What you have to do:
Rewrite the items below with "Put a dot on" replaced by "Mark" everywhere and nothing else changed. Leave the pictures out of your answer.

Recorded information:
** Begin **

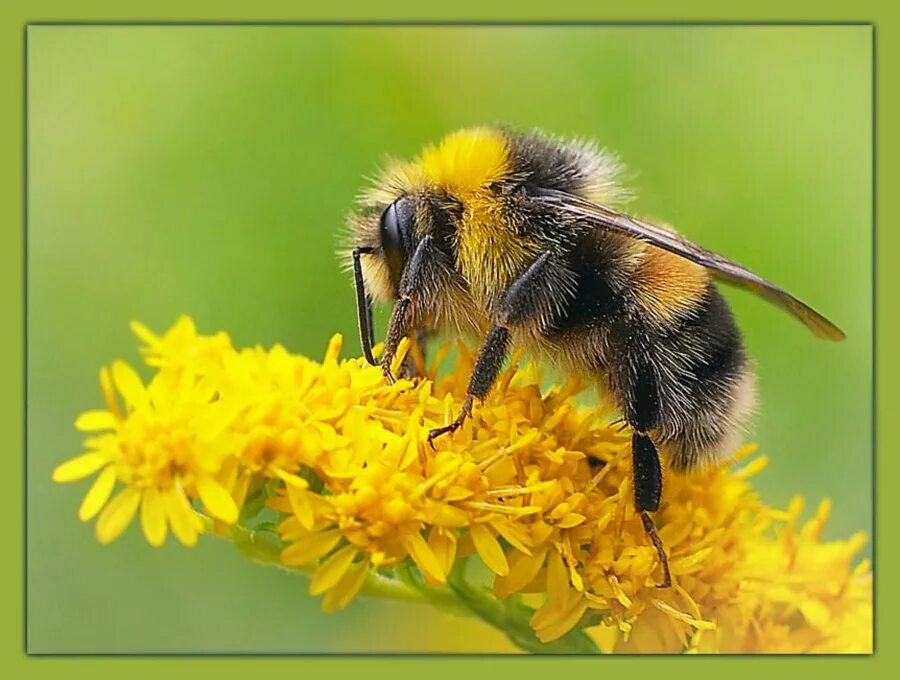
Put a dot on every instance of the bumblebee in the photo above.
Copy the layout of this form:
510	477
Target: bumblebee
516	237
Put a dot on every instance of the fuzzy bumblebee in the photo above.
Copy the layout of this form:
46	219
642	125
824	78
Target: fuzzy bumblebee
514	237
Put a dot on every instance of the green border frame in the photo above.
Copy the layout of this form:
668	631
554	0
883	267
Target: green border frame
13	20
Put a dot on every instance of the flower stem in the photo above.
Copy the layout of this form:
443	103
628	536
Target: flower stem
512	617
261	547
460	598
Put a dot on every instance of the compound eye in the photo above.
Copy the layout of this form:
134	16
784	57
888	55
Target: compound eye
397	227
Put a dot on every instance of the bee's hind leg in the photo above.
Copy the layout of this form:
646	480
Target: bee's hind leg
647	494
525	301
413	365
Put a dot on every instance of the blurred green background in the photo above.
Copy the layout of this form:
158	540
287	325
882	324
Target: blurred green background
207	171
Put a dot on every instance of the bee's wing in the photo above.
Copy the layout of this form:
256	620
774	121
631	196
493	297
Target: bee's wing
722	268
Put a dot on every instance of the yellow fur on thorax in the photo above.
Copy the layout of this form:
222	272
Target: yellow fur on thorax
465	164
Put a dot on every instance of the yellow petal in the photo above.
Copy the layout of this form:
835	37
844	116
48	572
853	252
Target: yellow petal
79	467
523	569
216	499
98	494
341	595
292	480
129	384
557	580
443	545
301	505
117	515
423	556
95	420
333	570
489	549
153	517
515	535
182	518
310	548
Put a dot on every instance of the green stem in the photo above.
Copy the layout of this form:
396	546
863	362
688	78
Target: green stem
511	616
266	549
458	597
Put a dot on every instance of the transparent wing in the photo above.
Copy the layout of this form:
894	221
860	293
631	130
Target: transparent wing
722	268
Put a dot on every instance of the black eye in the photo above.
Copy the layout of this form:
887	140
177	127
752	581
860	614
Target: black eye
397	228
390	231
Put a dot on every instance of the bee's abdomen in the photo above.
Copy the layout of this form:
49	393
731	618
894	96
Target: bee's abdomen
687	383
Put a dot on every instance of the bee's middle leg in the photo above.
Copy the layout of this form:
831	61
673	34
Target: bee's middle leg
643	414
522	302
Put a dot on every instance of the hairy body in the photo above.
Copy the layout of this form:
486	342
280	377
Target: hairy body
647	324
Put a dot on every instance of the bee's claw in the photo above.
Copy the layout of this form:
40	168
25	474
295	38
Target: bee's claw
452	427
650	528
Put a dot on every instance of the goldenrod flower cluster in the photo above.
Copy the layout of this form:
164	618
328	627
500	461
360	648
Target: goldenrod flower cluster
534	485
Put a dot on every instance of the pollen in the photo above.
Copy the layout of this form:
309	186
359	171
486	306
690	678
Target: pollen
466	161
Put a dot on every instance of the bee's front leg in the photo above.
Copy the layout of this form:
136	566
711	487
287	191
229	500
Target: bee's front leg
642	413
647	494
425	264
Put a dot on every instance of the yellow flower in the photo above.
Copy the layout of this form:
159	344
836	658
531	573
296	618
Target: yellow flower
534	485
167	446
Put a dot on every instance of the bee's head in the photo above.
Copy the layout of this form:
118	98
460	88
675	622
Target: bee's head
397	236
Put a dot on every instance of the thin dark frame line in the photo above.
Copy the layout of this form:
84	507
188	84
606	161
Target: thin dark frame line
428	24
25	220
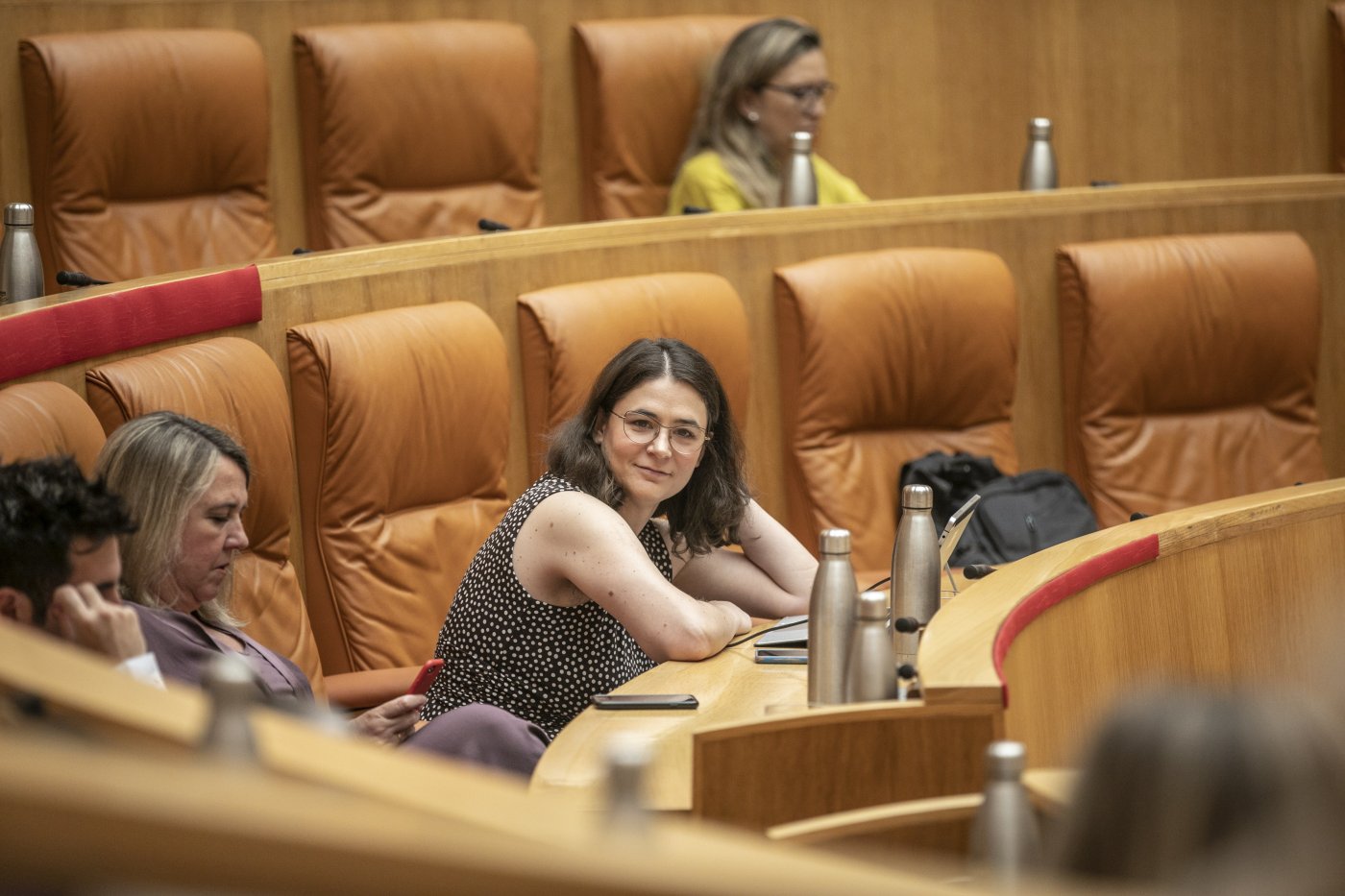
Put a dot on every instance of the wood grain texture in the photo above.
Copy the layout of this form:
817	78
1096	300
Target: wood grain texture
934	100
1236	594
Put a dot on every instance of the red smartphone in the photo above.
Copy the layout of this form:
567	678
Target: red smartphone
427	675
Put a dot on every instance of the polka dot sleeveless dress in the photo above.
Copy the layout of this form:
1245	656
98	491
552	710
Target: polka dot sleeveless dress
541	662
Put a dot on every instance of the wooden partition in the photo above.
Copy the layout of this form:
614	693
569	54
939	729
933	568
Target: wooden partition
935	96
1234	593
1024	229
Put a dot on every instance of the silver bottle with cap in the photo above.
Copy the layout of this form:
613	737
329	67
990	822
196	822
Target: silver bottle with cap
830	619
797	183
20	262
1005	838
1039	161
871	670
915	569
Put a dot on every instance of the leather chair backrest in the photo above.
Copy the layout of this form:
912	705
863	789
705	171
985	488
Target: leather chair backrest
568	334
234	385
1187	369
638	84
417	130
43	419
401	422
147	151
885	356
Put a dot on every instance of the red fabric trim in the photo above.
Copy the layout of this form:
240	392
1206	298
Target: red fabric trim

** End **

Answer to the exercise:
Mark every instance of the bumblebee in the photo above.
Copy the layout of this form:
510	477
Target: bumblebee
516	237
Mark every instance of the fuzzy bumblebee in the photo above.
Copy the layout of this form:
46	219
642	125
824	78
Target: fuzzy bumblebee
514	237
Mark every instance of the green border frame in the photo above.
Copy the layout of this form:
668	631
554	0
883	267
Target: green border frame
13	20
Mark every instance of the flower stem in the photo above.
Copy the layout of this form:
443	103
628	536
Target: flower stem
512	617
261	547
460	598
Mark every instance of the compound eye in the photo above.
Copy the layout of this form:
134	16
784	57
888	55
Target: compound eye
397	227
Mark every instance of the bee's hind leg in the photo above.
Copy the layout of this form:
646	480
Target: bee's hind leg
647	494
525	301
413	365
Mark every instance of the blurred green background in the photo above.
Copy the layout of this form:
158	540
287	325
882	324
Target: blurred green background
207	171
Mark every instance of the bee's wing in the photo above.
Copy the layout of this form:
256	620
774	121
631	196
493	297
Target: bee's wing
722	268
Mark every instance of the yellow fur on thorax in the photo above.
Copy the layout of this form:
222	272
Target: yellow fur on thorax
465	164
Mark every instance of the yellow petal in the photo above.
Copy the layout of this form:
835	37
844	116
48	572
853	252
Target: yellow petal
79	467
523	569
216	499
98	494
341	595
292	480
129	384
557	580
443	545
301	505
117	515
423	556
95	420
333	570
489	549
153	517
515	535
182	518
310	548
Mark every instance of the green stem in the photo above.
Copy the layout of this form:
396	546
863	362
688	78
Target: green stem
511	616
266	549
458	597
Mark every instance of the transparent wing in the photo above.
Copy the layout of this form:
894	221
860	293
631	130
Target: transparent wing
722	268
Mark every instance of the black eye in the photo above.
Copy the layout of this form:
887	140
177	127
752	581
860	614
Target: black eye
397	228
390	231
Mark every instance of the bee's abdomen in the photo above.
Copy the layout of this form:
49	393
731	618
894	96
Target: bee's abdomen
687	383
Mark every instance of the bee's middle leg in the photo above.
Copy the layout of this form:
831	61
673	34
Target: bee's middle leg
643	414
522	302
Mark every instance of the hairy body in the photo above.
Copy the layout of this form:
486	342
280	377
Target: hairy body
647	324
Mark every instance of the bee's claw in the photo above.
Copy the layout of this form:
40	168
25	474
295	38
Target: bee's claw
452	427
650	528
Mark every instance of the goldenrod flower cluster in the photo above.
Copy the layout of this form:
164	618
328	627
500	461
360	648
Target: goldenrod flower cluster
534	485
Mark every instance of the pollen in the photo above.
Copy the layout of this form:
309	186
359	171
486	306
690	678
Target: pollen
466	161
Mark every instance of the bee's front leg in the photo above.
Copy the layout of this form:
136	566
711	487
287	191
229	500
Target: bee's front leg
642	413
647	494
425	264
Mark every instance of the yellow flower in the photo above.
Copy the layout of this form:
159	344
836	658
531	573
296	618
Target: yellow flower
534	485
167	446
Mark every instance of the bee's head in the photo above.
Copy the layout of this form:
118	98
460	88
675	622
Target: bee's head
397	236
Mark every instance of the thin dark frame line in the photo above.
Copy the layout of this form:
84	507
188	84
606	161
Target: thin dark frame line
428	24
25	220
Mark every instance of the wood grain texture in the photo above.
Copy the layout of this form:
817	78
1096	300
Target: wood grain texture
934	100
1236	594
Mark every instance of the red smartphone in the photo above.
Copy the layout of this form:
567	678
Target: red smartphone
427	675
Mark every instance of the polka dot sleeveless dress in the photo above.
Copy the layout of this form:
1245	656
98	491
552	710
Target: polka dot sleeveless dress
541	662
Mark every instance of the wooden partition in the photo above.
Copy the layout of this form:
614	693
569	54
939	729
933	568
Target: wooden partition
935	96
1234	593
1024	229
Mark every instance of the silver bottle with cap in the photo above.
Copy the layout of this form:
613	737
329	67
990	822
196	822
Target: silver bottle with cap
830	619
797	183
20	262
1005	838
1039	161
871	670
915	569
Mark every instance of the leather chair backrest in the photo above.
Copy the layout of this form:
912	705
863	789
705	171
985	488
Target: leather chair backrest
568	334
234	385
1187	369
638	84
417	130
43	419
401	422
147	151
885	356
Mark every instance of the red fabric trim in the photo above.
Copy the layout of this form:
240	392
1206	298
Target: red fabric trim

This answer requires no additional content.